Copy out the lines of the data below word for word, starting at the line containing "Every instance of the eagle in" and ending with the line containing "<point>337,327</point>", inclusive.

• DATA EXTRACT:
[start]
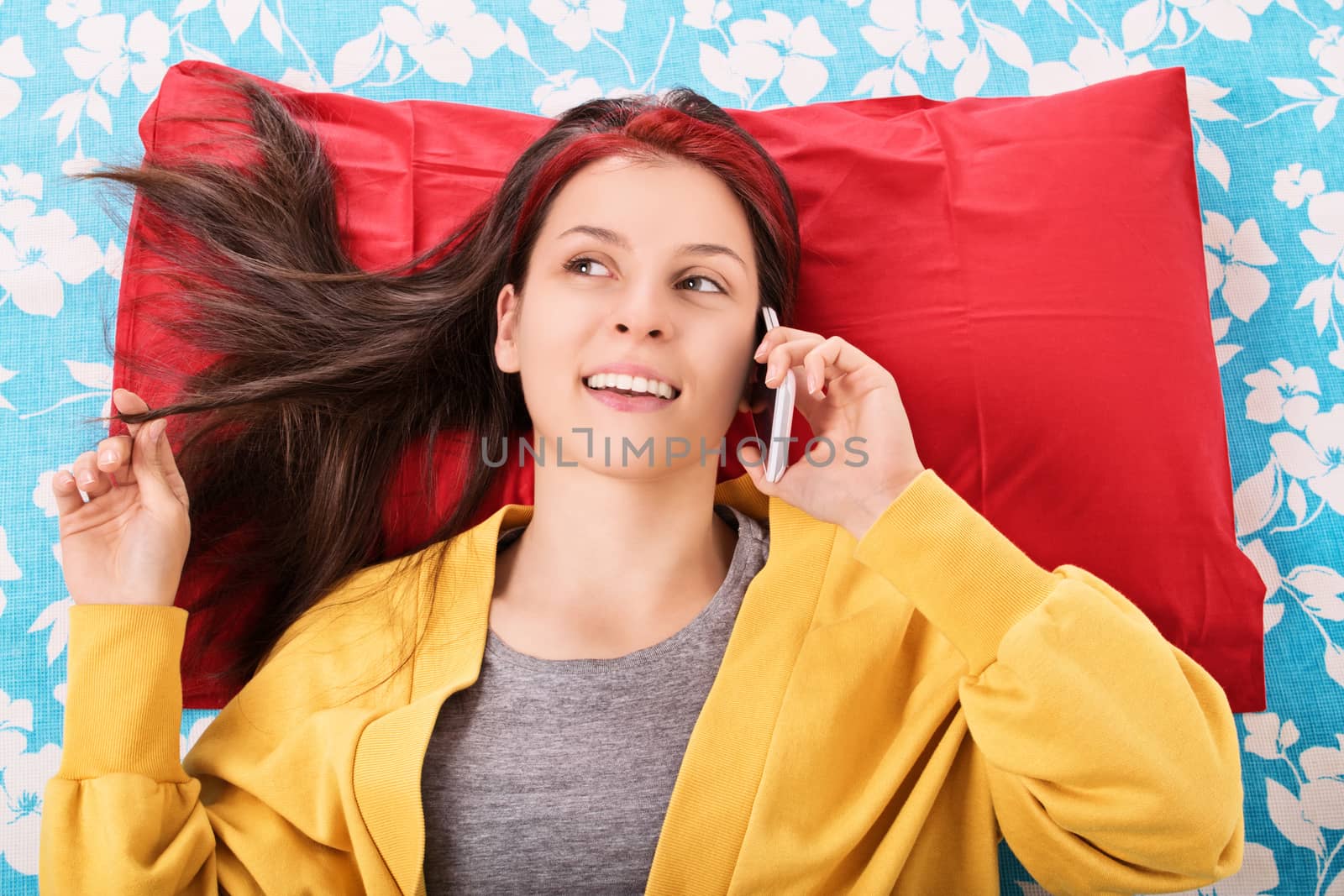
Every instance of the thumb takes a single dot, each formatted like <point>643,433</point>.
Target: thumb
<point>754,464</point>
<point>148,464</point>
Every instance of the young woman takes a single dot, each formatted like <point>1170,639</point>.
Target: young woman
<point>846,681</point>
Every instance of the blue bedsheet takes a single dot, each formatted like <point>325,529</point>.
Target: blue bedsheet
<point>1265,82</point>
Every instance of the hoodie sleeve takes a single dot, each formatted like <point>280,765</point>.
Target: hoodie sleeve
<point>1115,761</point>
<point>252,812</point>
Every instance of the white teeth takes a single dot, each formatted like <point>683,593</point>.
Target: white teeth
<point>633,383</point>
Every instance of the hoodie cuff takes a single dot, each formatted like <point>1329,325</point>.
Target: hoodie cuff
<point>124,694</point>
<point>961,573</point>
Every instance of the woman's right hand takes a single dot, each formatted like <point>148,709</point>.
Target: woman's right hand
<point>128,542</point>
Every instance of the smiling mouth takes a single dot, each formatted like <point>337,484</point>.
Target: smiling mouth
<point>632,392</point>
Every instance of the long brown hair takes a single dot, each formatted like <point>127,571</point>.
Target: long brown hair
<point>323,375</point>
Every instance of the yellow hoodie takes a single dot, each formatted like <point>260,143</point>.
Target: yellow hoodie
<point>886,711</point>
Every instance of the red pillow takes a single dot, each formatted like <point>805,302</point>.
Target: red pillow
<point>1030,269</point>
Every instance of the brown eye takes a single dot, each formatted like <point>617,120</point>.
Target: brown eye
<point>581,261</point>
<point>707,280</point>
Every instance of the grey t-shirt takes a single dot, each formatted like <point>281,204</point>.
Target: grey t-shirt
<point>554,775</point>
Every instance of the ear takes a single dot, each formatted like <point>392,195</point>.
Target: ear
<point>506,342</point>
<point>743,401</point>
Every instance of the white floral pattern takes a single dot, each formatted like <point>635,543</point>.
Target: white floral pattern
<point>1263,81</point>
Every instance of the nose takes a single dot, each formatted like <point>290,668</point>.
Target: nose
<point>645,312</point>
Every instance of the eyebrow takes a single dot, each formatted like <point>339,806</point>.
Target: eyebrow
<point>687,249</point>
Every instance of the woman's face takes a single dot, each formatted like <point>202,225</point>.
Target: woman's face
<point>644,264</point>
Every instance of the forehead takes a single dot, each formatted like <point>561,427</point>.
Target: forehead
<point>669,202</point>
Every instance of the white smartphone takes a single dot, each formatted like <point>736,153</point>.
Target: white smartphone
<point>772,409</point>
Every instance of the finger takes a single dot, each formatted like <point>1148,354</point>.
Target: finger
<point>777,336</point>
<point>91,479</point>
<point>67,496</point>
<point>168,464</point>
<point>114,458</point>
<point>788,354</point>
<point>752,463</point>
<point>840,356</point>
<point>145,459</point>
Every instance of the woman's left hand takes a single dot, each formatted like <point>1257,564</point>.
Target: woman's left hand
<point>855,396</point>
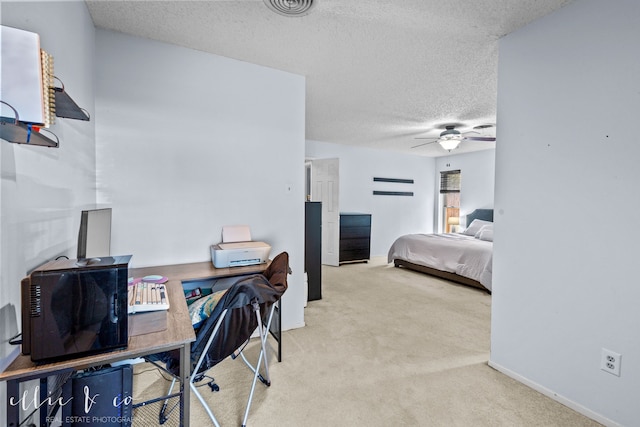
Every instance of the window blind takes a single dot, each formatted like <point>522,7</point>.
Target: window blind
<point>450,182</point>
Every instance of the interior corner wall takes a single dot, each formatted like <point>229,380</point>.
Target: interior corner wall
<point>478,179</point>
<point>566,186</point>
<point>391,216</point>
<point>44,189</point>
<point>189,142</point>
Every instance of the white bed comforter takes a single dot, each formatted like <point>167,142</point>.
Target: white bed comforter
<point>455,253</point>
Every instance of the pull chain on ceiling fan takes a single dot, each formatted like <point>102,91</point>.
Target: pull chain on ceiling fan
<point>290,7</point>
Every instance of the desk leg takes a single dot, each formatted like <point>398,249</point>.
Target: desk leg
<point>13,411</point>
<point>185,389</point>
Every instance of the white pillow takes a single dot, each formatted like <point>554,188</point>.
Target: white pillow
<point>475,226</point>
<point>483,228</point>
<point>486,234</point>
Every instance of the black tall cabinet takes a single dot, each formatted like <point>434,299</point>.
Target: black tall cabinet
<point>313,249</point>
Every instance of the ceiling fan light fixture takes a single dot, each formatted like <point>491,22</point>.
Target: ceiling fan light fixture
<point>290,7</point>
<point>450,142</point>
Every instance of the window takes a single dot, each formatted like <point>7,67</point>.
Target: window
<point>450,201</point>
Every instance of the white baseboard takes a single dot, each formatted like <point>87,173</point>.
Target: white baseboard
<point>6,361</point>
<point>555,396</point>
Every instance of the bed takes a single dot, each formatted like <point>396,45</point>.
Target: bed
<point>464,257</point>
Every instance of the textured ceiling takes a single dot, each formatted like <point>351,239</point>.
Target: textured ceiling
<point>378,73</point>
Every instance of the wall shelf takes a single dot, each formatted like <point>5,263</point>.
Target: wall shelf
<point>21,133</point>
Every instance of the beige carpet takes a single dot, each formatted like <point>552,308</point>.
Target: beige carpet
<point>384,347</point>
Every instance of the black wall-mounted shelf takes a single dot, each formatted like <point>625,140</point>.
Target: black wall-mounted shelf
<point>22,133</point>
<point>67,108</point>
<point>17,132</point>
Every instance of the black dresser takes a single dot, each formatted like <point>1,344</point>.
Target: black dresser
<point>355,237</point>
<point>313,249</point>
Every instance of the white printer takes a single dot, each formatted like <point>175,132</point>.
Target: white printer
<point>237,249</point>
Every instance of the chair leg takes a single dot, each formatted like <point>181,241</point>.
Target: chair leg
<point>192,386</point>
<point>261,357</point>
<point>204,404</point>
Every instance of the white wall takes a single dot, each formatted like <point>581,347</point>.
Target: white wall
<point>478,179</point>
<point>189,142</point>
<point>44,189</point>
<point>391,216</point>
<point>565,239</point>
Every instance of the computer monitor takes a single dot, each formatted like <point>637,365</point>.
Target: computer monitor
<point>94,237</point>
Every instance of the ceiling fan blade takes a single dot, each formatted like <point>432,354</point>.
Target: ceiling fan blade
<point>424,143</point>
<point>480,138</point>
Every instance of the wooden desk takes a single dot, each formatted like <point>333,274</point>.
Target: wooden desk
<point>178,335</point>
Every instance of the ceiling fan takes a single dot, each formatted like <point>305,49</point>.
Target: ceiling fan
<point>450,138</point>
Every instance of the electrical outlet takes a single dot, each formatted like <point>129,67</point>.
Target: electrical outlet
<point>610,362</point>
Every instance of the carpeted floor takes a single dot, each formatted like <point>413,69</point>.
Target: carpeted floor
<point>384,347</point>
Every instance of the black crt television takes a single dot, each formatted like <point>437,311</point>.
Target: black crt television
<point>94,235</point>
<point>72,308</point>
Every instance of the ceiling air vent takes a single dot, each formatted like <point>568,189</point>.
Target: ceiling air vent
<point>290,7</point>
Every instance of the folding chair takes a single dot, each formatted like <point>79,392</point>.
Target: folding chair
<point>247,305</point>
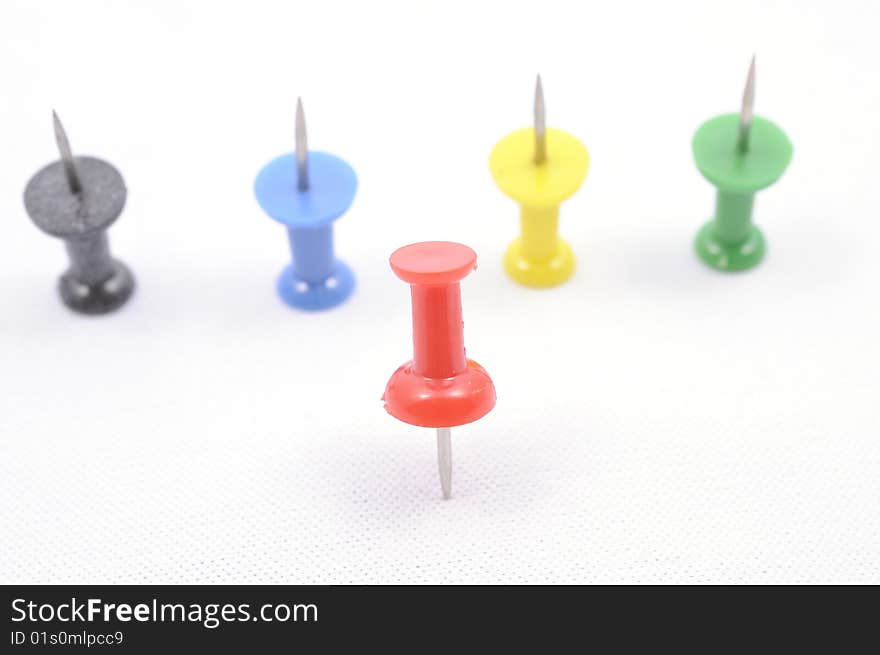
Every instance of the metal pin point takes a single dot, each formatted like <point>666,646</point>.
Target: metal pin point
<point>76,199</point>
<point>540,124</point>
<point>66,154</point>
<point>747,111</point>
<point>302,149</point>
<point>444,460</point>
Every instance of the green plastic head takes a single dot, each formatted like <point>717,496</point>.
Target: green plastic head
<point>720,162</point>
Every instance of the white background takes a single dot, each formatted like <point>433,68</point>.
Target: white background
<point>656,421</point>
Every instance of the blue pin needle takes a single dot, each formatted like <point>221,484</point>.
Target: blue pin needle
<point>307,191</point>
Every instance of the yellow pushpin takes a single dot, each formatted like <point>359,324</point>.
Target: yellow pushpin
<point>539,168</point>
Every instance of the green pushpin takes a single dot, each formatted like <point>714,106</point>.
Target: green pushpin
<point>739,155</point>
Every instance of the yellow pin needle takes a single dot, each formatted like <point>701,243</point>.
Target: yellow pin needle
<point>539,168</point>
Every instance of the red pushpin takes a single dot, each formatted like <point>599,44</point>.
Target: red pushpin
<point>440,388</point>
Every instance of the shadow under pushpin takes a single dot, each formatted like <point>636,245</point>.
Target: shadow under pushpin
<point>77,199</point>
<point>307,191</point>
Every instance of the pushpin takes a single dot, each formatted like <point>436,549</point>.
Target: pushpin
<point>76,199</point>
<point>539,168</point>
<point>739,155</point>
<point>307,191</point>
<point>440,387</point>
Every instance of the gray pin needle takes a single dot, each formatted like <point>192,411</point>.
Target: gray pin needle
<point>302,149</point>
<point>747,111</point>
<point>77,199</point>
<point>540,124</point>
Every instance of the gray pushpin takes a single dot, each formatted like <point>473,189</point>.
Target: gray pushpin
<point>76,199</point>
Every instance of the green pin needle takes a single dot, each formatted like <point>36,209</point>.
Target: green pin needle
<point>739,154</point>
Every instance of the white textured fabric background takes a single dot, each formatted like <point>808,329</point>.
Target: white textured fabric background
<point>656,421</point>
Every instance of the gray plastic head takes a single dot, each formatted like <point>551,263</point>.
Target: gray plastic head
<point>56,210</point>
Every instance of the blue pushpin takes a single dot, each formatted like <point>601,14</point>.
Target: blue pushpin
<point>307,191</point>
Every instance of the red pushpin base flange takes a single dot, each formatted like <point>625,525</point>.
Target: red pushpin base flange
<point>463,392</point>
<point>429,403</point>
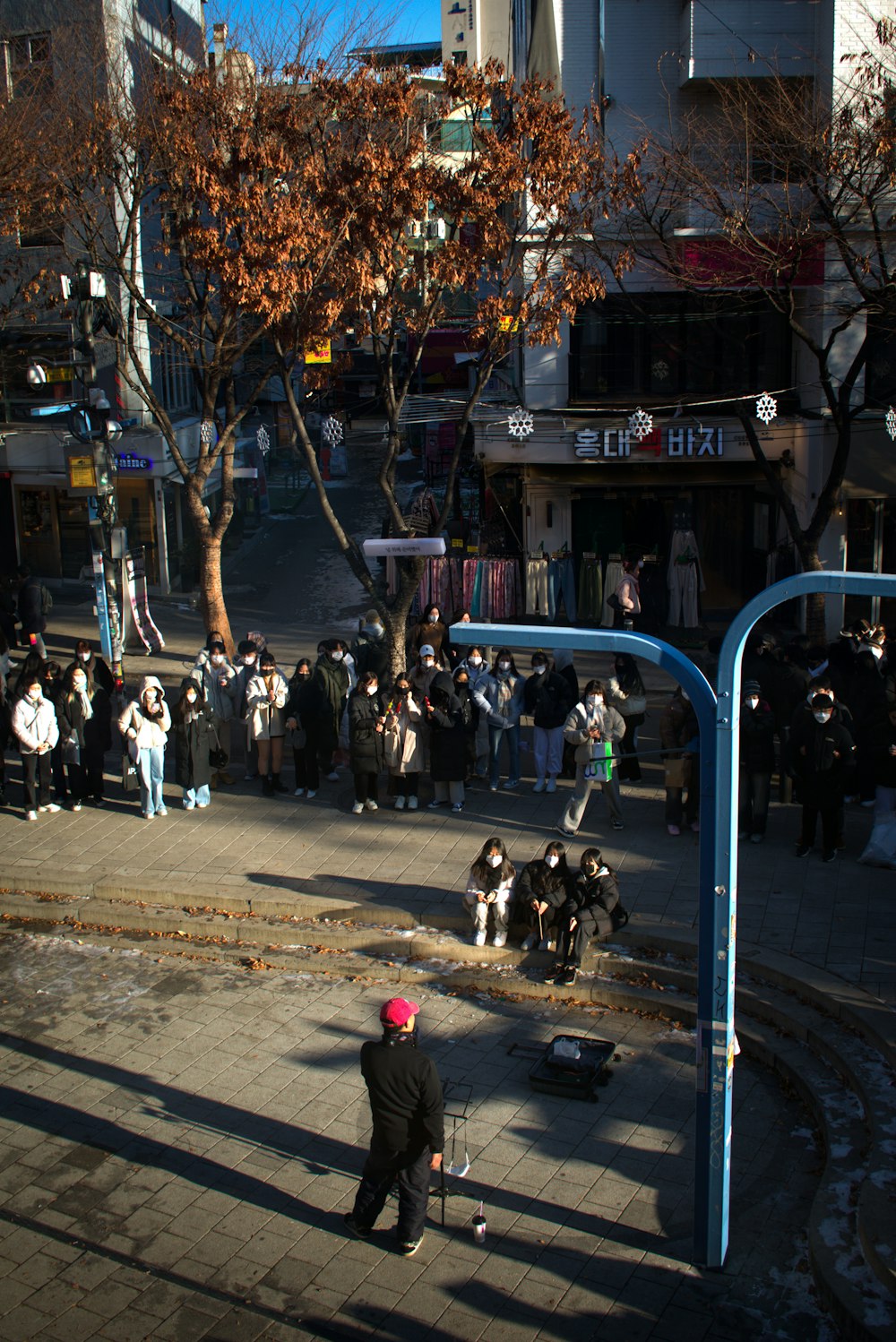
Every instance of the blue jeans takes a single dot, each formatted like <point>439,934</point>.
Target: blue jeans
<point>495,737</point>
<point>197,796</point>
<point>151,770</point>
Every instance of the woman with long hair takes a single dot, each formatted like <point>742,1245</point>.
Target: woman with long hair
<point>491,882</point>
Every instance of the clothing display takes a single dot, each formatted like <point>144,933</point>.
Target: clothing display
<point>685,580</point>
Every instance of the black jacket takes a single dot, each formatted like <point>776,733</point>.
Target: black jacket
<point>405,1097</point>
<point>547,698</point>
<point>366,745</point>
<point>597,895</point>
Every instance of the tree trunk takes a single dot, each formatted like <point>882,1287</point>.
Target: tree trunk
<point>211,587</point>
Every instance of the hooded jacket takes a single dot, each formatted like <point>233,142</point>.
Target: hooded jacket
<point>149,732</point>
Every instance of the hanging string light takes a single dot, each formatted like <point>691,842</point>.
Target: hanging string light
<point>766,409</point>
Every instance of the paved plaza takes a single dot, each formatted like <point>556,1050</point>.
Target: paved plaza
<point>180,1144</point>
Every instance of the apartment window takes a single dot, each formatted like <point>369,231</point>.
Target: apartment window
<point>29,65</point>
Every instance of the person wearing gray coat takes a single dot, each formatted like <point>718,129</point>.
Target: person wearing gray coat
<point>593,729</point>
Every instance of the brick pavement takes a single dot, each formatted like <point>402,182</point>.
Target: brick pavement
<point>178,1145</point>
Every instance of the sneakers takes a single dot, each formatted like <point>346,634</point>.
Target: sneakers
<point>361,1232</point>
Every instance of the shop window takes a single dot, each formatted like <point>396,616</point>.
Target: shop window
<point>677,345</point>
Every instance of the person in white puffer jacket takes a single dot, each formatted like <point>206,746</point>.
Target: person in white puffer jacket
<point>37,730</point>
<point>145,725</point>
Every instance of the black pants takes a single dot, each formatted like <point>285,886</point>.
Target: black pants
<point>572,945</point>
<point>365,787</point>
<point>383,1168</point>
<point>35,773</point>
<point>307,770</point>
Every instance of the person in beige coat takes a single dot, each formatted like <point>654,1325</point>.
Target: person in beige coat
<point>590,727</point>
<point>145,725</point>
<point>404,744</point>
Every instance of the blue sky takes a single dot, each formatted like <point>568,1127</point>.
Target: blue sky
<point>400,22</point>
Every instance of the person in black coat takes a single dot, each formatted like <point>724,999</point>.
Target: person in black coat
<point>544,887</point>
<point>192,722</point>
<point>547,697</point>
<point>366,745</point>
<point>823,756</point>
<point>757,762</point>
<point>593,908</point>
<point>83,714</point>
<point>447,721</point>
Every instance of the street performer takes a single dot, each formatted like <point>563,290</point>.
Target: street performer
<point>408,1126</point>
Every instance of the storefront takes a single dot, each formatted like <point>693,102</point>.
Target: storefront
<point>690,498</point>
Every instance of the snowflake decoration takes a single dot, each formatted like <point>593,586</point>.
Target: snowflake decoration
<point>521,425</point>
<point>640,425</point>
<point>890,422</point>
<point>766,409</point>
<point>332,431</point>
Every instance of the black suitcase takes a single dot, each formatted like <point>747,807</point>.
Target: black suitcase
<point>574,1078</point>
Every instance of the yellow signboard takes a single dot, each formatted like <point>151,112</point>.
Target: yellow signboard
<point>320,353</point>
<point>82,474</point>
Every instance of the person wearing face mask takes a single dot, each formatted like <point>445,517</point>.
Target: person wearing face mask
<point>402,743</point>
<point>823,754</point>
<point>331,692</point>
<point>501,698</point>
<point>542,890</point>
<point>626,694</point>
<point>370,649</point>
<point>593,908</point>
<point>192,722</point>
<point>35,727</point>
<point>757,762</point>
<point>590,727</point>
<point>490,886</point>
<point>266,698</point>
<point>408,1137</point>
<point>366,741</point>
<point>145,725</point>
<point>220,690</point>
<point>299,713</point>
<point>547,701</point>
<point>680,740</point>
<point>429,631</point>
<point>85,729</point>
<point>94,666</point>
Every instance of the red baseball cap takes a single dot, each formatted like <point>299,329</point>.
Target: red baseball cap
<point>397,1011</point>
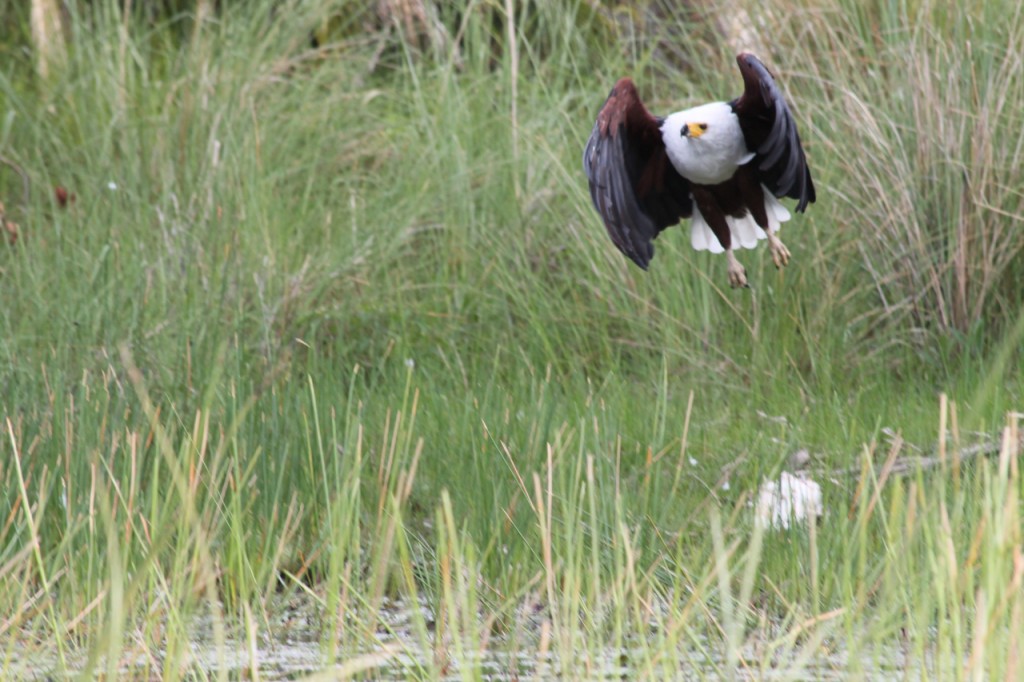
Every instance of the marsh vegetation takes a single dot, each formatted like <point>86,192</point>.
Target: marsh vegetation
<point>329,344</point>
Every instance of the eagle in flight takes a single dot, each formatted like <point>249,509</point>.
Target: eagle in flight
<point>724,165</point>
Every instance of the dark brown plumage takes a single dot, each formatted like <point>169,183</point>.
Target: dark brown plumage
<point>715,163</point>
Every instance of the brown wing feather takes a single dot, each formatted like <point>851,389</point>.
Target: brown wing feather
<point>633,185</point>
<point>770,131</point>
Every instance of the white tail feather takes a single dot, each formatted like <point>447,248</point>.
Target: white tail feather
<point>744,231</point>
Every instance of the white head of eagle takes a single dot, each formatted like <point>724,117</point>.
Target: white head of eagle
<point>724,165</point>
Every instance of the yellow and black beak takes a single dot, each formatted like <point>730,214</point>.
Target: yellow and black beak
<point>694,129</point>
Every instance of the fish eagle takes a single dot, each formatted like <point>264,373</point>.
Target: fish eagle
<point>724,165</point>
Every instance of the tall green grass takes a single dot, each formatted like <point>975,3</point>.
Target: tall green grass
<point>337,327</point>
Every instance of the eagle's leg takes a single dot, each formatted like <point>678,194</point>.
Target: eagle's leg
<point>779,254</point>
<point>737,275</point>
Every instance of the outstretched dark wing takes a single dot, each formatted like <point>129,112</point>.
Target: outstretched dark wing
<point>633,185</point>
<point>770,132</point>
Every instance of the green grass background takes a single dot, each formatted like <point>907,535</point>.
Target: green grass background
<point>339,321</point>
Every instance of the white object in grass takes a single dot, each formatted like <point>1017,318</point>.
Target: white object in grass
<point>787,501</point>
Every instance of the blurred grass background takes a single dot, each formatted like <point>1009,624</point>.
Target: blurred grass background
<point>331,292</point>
[end]
• RESULT:
Every instance of the eagle in flight takes a single dot, each formatted like <point>249,509</point>.
Target: eagle in flight
<point>724,165</point>
Every instance of the dark brown plumage takes a single dot, each formatted like <point>169,183</point>.
Target: dark brown plumage
<point>715,163</point>
Every instance of the brown wing feather takes a single dot, each formatted like <point>851,389</point>.
Target: brown wing feather
<point>633,185</point>
<point>770,131</point>
Every instance of the white tail feather takes a single dot, each formatted like <point>447,248</point>.
Target: white tail feather
<point>744,231</point>
Every instance of the white head of eagle takes a single dot, each formatted like <point>724,117</point>.
Target: white head of eagle
<point>724,165</point>
Every instance of the yellow and black beak takes a single dot, each formatted like <point>730,214</point>.
Target: yellow and black beak
<point>694,129</point>
Every instance of the fish eagle takes a single dot, each formatted like <point>264,373</point>.
Target: fish eagle
<point>724,165</point>
Every instance of the tall green grass takes a single dot, each formatted like <point>975,3</point>.
Target: tall green grass
<point>337,327</point>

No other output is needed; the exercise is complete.